### SHORT PROBLEM
Duplicate the lines below word for word, starting at the line that contains "Target: bicycle" and ending after the line that contains "[1013, 192]".

Stored items

⟨

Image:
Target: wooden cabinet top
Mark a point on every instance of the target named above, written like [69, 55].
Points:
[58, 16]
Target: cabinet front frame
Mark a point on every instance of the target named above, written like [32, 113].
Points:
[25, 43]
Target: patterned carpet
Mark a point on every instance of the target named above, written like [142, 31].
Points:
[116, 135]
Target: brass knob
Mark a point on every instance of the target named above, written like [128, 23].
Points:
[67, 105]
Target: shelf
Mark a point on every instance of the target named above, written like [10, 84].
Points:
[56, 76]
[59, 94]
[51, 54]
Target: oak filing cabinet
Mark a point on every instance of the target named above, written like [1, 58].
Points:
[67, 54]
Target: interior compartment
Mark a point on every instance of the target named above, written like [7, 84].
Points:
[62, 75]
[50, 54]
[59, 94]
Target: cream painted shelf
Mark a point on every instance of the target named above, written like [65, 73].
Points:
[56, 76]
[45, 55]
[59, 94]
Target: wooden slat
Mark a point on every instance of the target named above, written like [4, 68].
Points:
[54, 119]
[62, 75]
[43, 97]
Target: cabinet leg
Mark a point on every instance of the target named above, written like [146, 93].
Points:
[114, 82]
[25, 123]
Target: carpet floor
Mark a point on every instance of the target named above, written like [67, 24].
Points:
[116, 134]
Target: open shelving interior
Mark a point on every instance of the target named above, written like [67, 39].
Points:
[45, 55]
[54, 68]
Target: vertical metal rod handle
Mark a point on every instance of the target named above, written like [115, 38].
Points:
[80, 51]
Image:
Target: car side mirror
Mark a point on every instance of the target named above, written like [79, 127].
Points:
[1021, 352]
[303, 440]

⟩
⟨

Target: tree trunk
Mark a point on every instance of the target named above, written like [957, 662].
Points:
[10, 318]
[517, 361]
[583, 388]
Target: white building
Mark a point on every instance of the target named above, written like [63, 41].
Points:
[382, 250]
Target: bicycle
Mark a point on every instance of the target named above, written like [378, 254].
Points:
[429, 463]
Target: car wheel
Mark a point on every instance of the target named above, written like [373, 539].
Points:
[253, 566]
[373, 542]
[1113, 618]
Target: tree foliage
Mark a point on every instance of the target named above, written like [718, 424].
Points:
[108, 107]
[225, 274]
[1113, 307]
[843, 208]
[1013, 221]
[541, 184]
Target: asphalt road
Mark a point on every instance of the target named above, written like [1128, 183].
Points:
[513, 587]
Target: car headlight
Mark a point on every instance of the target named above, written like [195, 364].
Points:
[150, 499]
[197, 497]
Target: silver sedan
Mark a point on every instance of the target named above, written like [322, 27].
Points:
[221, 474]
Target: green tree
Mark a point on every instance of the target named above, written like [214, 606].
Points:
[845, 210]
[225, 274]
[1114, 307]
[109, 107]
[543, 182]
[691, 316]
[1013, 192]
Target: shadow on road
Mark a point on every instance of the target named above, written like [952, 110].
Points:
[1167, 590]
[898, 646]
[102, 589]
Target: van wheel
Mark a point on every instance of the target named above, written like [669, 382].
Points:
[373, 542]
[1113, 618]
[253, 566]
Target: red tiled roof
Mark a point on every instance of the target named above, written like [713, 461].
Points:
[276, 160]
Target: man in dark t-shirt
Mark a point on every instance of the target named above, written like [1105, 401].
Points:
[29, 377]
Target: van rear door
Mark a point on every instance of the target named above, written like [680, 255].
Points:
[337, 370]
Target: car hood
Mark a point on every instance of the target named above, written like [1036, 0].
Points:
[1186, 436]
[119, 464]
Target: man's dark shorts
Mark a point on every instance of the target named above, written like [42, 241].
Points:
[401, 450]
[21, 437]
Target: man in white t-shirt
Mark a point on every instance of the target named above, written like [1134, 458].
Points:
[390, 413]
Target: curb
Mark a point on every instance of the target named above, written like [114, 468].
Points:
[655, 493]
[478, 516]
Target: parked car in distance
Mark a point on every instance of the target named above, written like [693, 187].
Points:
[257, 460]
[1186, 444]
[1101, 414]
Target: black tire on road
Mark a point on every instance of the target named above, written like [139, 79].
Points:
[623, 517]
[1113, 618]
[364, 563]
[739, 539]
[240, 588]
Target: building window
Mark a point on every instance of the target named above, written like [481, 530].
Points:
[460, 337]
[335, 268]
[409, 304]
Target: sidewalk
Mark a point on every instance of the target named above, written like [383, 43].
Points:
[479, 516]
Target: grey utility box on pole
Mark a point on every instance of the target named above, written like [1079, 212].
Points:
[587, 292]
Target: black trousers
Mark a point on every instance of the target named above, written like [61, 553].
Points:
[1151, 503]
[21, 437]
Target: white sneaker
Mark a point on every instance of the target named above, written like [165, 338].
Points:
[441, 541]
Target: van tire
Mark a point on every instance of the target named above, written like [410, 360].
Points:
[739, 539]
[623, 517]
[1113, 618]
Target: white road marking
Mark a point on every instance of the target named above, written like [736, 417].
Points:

⟩

### EXERCISE OUTPUT
Target: bicycle
Mark a point on every instance of the target named above, written like [378, 254].
Points:
[429, 463]
Target: car wheel
Mark a point on every instance of the target named above, written like [373, 539].
Points:
[253, 566]
[373, 542]
[1113, 618]
Target: tree foliage
Mark a point on every instance of the target named above, written like [718, 424].
Points:
[108, 107]
[225, 274]
[1113, 307]
[843, 208]
[1013, 221]
[541, 184]
Target: asphalt road
Mark a point on every instance of the target named above, written like [1128, 183].
Points:
[513, 587]
Target: car headlight
Mark a point on every instance of the target named above, written like [195, 364].
Points:
[150, 499]
[197, 497]
Target: silver sedan
Mark a point on every instance of the target named above, written like [322, 27].
Points:
[221, 474]
Target: green tree
Mark a point on every instance of the target named above, written like [214, 606].
Points:
[845, 210]
[225, 274]
[1114, 307]
[109, 107]
[543, 182]
[691, 316]
[1013, 192]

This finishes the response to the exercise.